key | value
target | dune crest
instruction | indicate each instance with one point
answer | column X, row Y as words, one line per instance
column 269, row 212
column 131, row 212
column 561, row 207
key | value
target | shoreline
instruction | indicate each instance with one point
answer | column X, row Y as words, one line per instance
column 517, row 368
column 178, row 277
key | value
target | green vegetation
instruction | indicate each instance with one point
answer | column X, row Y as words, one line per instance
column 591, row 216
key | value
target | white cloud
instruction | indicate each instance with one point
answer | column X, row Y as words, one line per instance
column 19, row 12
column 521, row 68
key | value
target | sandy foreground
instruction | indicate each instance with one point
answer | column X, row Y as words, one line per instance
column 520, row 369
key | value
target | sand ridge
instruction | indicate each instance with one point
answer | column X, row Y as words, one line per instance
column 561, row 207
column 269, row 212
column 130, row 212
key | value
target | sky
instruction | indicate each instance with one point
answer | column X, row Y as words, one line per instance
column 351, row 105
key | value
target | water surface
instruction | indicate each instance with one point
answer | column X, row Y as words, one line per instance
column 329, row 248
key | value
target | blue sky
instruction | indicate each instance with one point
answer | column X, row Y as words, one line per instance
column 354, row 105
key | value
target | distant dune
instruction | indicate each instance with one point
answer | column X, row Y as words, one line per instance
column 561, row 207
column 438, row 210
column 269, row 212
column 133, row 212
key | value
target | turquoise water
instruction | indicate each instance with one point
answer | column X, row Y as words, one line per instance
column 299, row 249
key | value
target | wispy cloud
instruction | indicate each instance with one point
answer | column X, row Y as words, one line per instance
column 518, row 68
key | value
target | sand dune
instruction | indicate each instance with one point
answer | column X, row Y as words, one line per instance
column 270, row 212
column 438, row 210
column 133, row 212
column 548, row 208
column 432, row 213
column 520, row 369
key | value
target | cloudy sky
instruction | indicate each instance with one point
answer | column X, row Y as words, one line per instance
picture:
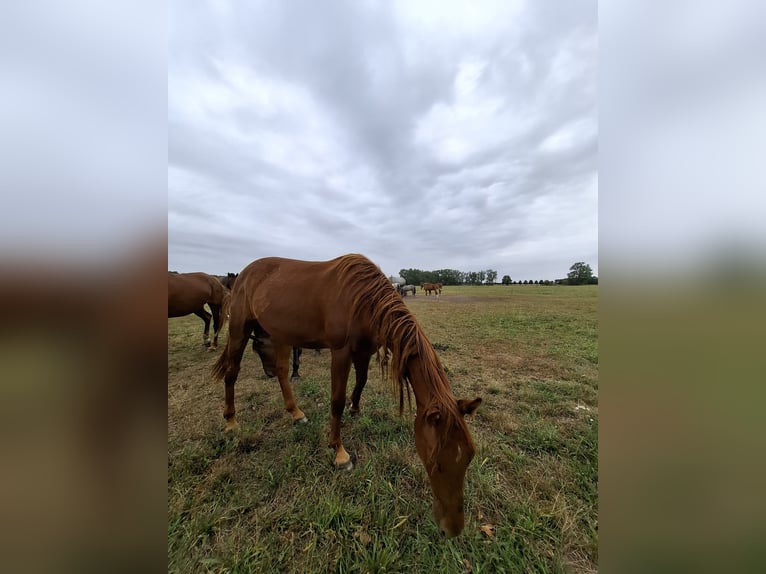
column 429, row 135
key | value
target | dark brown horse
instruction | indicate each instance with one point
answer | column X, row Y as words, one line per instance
column 189, row 292
column 348, row 306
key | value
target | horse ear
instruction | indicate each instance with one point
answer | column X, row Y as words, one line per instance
column 467, row 407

What you need to do: Reproduce the records character for character, starting with their first line and going on through the line with "column 178, row 277". Include both of those lines.

Response to the exercise:
key | value
target | dune crest
instruction | indicate each instance with one point
answer | column X, row Y as words, one line per instance
column 269, row 212
column 131, row 212
column 561, row 207
key | value
target | shoreline
instruction | indicate each instance with one point
answer | column X, row Y as words, one line per instance
column 517, row 368
column 178, row 277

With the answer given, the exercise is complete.